WHAT THIS TASK INVOLVES: Every word in the data below belongs in your copy, exactly as given; the pictures do not.

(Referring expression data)
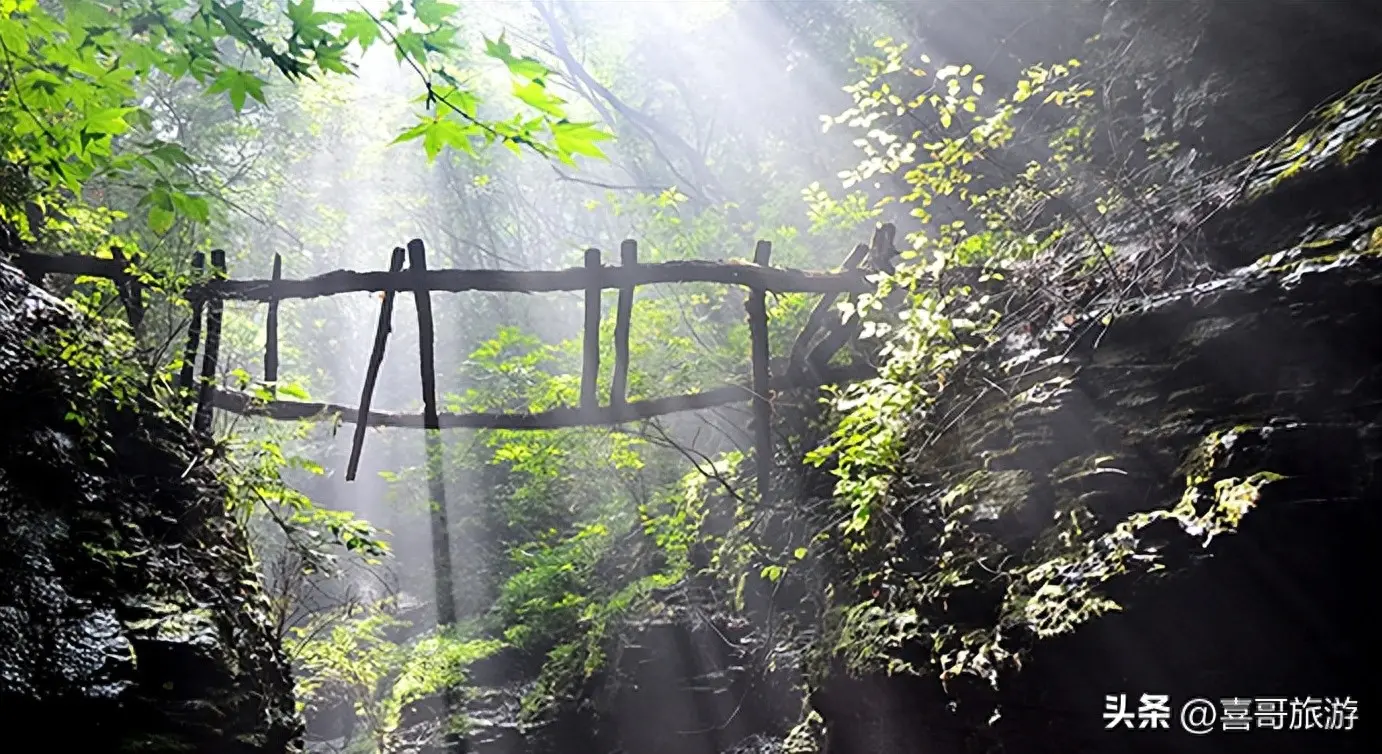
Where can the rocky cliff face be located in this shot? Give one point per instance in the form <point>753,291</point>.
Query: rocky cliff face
<point>1174,496</point>
<point>1168,495</point>
<point>130,615</point>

THE ANSWER:
Where can the rocky cliff face be located in this shot? Give one point per instance in the form <point>753,291</point>.
Query: rocky cliff face
<point>1174,496</point>
<point>1168,495</point>
<point>130,615</point>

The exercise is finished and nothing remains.